The U.S. economy shrank in the first three months of the year even though consumers and businesses kept spending at a solid pace, the government reported Thursday in a slight downgrade of its previous estimate for the January-March quarter.
Last quarter's drop in the U.S. gross domestic product — the broadest gauge of economic output — does not likely signal the start of a recession. The contraction was caused, in part, by a wider trade gap: The nation spent more on imports than other countries did on U.S. exports.
Also contributing to the weakness was a slower restocking of goods in stores and warehouses, which had built up their inventories in the previous quarter for the 2021 holiday shopping season.
The Commerce Department estimated that the economy contracted at a 1.5% annual pace from January through March, a slight downward revision from its first estimate of 1.4%, which it issued last month. It was the first drop in GDP since the second quarter of 2020 — in the depths of the COVID-19 recession — and followed a robust 6.9% expansion in the final three months of 2021.
The nation remains stuck in the painful grip of high inflation, which has caused particularly severe hardships for lower-income households, many of them people of color. Though many U.S. workers have been receiving sizable pay raises, their wages in most cases haven't kept pace with inflation. In April, consumer prices jumped 8.3% from a year earlier, just below the fastest such rise in four decades, set one month earlier.
High inflation is also posing a political threat to President Joe Biden and Democrats in Congress as midterm elections draw near. A poll this month by The Associated Press-NORC Center for Public Research found that President Biden’s approval rating has reached the lowest point of his presidency — just 39% of adults approve of his performance — with inflation a frequently cited contributing factor.
Still, by most measures, the economy as a whole remains healthy, though likely weakening. Consumer spending — the heart of the economy — is still solid: It grew at a 3.1% annual pace from January through March.
And a strong job market is giving consumers the money and confidence to spend. Employers have added more than 400,000 jobs for 12 straight months, and the unemployment rate is near a half-century low. Businesses are advertising so many jobs that there are now roughly two openings, on average, for every unemployed American.
The economy is widely believed to have resumed its growth in the current quarter: In a survey released this month, 34 economists told the Federal Reserve Bank of Philadelphia that they expect GDP to grow at a 2.3% annual pace from April through June and 2.5% for all of 2022. Still, their forecast marked a sharp drop from the 4.2% growth estimate for the current quarter in the Philadelphia Fed’s previous survey in February.

▸ Check your understanding:
1. In the GDP article, at what annual pace did consumer spending grow from January through March?
2. Return everything in the GDP article from "Also contributing to" down to "months of 2021.".
3. Decide whether each statement agrees with the GDP article, and support each answer with the article's own words: (a) The Commerce Department's first estimate put the contraction at a 1.5% annual pace. (b) Employers have added more than 400,000 jobs for 12 straight months. (c) The surveyed economists expect GDP to grow 2.5% for all of 2022.
The lines come from a source unrelated to the GDP article.

▸ Stored data:
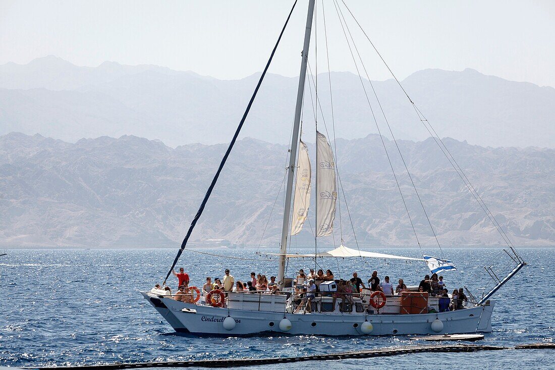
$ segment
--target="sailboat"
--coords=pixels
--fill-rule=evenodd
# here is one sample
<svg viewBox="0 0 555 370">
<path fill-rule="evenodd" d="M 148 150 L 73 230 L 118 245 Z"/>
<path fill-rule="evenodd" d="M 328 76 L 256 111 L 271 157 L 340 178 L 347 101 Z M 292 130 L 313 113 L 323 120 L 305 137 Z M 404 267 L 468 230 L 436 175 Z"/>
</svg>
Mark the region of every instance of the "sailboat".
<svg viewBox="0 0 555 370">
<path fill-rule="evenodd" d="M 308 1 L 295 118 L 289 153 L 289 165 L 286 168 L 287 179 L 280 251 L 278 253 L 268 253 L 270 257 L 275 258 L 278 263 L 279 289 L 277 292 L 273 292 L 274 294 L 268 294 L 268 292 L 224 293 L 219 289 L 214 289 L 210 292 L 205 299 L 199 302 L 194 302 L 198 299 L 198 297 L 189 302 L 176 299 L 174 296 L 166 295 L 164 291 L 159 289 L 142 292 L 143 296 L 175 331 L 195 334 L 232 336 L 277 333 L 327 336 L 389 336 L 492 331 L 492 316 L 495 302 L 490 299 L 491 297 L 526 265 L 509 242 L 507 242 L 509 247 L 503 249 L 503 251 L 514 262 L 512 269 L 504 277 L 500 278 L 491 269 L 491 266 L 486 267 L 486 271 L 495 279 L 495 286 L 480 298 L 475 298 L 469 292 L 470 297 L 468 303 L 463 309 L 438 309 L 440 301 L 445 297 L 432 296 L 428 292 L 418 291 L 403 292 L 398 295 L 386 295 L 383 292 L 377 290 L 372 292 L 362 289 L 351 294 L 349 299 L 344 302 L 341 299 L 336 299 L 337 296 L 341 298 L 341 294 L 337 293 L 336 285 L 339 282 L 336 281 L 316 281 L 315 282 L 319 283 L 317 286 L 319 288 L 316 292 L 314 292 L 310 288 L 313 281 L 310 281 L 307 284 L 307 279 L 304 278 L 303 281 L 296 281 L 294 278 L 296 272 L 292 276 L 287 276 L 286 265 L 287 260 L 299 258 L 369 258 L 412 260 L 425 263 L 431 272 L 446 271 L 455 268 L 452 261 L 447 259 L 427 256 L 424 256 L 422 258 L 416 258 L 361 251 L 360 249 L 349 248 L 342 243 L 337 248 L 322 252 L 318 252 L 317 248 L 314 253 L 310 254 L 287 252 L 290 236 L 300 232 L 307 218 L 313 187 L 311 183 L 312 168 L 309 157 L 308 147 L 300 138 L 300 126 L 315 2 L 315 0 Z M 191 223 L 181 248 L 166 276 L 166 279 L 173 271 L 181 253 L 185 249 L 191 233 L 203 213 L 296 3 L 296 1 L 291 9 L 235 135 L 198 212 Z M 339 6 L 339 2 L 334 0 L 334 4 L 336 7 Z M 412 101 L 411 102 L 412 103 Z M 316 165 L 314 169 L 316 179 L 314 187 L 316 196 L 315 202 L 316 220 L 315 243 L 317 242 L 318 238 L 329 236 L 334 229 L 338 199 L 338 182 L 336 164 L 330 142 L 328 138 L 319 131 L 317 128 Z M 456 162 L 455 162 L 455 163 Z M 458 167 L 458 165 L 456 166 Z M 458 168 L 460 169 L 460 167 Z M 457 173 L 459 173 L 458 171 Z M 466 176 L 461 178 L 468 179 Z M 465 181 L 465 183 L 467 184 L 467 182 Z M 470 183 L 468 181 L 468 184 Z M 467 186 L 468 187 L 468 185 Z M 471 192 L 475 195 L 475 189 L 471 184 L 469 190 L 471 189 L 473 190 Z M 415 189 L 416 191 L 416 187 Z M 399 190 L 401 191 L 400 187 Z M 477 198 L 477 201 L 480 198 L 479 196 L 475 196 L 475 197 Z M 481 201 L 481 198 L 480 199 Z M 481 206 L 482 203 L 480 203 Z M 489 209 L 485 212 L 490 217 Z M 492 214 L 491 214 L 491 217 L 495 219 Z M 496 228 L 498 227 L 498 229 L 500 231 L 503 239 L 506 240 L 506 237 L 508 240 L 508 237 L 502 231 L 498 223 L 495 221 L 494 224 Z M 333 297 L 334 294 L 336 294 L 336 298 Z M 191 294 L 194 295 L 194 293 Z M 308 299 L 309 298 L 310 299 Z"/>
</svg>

▸ Written responses:
1. At a 3.1% annual pace.

2.
Also contributing to the weakness was a slower restocking of goods in stores and warehouses, which had built up their inventories in the previous quarter for the 2021 holiday shopping season.
The Commerce Department estimated that the economy contracted at a 1.5% annual pace from January through March, a slight downward revision from its first estimate of 1.4%, which it issued last month. It was the first drop in GDP since the second quarter of 2020 — in the depths of the COVID-19 recession — and followed a robust 6.9% expansion in the final three months of 2021.

3.
(a) No: "a slight downward revision from its first estimate of 1.4%"
(b) Yes: "Employers have added more than 400,000 jobs for 12 straight months"
(c) Yes: "2.5% for all of 2022"